(EXCERPTED DATA)
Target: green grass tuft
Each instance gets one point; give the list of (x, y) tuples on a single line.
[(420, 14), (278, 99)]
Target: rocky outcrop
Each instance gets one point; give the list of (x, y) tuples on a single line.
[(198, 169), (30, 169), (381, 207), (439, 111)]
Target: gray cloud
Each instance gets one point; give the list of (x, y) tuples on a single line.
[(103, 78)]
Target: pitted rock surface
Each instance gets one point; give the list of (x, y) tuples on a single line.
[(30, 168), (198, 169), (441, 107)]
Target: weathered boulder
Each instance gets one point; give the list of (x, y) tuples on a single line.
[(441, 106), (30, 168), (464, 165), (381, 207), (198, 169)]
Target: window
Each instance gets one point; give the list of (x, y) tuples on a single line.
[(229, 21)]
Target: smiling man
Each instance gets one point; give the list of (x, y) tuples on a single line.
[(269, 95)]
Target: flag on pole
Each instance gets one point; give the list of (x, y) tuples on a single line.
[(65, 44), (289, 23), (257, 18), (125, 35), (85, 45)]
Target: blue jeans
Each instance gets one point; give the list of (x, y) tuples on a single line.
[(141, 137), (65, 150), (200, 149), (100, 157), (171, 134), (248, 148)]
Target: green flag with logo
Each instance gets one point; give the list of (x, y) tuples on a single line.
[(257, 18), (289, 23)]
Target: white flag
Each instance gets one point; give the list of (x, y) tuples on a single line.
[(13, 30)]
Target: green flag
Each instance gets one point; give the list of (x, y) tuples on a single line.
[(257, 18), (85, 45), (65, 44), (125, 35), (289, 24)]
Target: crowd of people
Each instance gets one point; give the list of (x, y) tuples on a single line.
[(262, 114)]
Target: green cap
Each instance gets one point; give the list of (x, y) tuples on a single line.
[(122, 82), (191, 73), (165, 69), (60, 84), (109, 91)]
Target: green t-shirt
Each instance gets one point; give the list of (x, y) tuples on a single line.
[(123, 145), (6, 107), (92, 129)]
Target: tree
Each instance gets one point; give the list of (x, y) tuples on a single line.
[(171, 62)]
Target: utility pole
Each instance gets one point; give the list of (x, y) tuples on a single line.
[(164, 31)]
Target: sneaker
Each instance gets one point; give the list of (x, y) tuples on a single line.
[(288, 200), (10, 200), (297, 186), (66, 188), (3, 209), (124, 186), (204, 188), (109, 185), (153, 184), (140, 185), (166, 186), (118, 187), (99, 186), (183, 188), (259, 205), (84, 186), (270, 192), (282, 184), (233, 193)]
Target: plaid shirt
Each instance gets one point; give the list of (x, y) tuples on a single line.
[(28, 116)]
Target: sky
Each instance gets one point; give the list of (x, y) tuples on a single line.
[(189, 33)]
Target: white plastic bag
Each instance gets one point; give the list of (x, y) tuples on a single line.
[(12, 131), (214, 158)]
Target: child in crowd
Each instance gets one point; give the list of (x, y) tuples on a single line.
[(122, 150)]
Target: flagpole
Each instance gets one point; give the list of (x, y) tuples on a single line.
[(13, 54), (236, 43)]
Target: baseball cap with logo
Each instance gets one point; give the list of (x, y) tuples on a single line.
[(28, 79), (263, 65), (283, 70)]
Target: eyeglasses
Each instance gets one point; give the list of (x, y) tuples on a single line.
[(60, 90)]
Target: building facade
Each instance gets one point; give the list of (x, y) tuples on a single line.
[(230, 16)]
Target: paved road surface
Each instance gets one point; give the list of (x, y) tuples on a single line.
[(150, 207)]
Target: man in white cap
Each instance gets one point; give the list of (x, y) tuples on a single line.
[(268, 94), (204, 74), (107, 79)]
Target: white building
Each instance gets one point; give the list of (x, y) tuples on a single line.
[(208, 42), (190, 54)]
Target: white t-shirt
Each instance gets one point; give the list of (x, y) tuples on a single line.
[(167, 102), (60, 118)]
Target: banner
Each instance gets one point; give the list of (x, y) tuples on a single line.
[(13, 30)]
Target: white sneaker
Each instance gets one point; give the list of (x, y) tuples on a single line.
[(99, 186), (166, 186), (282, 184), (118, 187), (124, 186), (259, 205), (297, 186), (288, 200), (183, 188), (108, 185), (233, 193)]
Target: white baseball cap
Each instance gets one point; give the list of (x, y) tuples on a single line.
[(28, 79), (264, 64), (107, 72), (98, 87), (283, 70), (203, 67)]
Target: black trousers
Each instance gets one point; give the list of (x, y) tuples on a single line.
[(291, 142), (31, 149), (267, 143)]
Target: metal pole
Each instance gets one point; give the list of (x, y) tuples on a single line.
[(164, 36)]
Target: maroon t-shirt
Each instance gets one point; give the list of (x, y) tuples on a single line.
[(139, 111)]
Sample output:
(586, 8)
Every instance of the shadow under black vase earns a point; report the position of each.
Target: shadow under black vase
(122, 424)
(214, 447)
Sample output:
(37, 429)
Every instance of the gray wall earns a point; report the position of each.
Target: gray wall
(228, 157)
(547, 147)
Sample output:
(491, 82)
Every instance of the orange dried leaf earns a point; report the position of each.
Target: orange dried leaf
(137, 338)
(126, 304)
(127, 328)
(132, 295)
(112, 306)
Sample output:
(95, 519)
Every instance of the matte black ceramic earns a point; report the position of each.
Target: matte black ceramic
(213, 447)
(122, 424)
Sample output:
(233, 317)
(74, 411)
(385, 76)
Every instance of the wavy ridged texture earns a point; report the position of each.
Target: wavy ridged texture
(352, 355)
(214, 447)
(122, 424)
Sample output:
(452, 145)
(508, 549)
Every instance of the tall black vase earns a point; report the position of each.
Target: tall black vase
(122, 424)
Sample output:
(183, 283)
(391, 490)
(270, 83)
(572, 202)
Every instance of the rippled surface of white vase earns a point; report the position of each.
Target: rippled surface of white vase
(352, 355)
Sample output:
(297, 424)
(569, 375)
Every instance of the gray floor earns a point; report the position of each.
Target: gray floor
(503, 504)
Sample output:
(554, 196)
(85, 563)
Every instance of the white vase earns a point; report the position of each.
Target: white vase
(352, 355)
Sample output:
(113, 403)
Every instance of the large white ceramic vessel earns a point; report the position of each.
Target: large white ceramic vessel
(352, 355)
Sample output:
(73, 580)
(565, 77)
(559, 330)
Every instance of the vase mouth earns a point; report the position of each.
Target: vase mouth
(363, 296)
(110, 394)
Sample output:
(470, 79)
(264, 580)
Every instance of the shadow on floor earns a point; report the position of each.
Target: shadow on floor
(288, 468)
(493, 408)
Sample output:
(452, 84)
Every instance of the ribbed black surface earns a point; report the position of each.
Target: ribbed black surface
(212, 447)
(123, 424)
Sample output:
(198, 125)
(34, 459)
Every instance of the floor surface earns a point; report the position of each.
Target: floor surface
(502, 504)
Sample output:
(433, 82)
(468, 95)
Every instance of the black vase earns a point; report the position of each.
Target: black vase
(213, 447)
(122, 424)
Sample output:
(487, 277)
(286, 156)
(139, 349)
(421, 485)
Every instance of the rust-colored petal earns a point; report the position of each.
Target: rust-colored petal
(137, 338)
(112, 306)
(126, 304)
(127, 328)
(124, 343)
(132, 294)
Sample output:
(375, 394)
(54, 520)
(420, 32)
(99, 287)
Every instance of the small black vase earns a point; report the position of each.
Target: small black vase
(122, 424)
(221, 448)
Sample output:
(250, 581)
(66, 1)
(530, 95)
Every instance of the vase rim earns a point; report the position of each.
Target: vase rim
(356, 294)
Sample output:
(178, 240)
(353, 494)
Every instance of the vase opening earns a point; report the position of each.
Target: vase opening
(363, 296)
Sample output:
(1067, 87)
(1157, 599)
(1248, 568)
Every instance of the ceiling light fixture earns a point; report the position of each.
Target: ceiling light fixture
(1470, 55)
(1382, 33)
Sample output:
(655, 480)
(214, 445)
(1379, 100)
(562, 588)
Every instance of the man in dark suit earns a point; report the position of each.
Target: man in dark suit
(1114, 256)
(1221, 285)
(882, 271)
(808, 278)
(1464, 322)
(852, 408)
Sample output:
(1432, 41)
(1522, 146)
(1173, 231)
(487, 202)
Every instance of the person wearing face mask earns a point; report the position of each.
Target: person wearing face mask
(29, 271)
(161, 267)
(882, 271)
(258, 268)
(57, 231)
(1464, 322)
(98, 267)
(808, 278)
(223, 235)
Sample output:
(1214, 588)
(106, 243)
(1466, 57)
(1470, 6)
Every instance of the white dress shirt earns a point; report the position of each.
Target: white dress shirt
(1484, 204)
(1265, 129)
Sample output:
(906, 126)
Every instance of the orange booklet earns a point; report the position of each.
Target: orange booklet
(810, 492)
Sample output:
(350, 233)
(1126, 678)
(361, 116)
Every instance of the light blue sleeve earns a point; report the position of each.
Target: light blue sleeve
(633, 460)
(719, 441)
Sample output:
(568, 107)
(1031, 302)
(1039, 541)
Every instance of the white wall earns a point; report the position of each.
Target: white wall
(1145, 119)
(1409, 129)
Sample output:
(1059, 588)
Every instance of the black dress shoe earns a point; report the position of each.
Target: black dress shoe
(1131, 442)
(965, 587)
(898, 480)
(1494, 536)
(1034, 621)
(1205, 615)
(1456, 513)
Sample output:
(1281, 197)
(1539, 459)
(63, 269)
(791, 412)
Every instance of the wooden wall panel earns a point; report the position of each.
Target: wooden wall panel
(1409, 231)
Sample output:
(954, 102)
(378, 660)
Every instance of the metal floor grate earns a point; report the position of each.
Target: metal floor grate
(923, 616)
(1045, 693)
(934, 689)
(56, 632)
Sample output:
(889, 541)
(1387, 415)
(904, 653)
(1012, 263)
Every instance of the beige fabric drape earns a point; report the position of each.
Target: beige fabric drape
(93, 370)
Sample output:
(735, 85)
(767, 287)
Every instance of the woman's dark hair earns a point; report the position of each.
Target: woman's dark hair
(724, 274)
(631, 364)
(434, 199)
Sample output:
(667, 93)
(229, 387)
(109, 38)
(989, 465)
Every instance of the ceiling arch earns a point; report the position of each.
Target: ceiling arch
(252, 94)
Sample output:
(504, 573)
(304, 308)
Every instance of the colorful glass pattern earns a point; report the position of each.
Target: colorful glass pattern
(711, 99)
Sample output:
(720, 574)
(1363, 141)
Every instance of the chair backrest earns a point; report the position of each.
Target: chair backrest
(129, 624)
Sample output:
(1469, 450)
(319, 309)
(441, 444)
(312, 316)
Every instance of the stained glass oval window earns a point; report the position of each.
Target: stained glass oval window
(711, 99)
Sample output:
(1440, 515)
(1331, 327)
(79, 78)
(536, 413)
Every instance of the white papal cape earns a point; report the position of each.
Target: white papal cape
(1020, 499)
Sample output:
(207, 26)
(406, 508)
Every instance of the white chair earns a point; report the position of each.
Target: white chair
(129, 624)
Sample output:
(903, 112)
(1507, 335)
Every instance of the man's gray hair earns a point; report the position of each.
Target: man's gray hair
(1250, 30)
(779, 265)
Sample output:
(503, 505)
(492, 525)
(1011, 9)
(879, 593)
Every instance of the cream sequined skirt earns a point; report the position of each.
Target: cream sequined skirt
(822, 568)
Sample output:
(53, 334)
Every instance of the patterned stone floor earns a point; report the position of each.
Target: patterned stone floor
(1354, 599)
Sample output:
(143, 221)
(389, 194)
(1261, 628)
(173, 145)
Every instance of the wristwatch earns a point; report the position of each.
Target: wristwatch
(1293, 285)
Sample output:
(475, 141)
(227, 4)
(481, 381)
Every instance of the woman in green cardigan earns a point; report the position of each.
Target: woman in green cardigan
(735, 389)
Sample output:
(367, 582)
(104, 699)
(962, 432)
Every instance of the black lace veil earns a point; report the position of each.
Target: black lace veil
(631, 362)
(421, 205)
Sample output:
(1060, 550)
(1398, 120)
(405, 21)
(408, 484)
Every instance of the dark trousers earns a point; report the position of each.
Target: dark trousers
(End EXCERPTED DATA)
§ ABOUT THIS EXERCISE
Would you copy every line of the entries that includes the word "with"?

§ REPLY
Target: green flag with logo
Target: baseball cap with logo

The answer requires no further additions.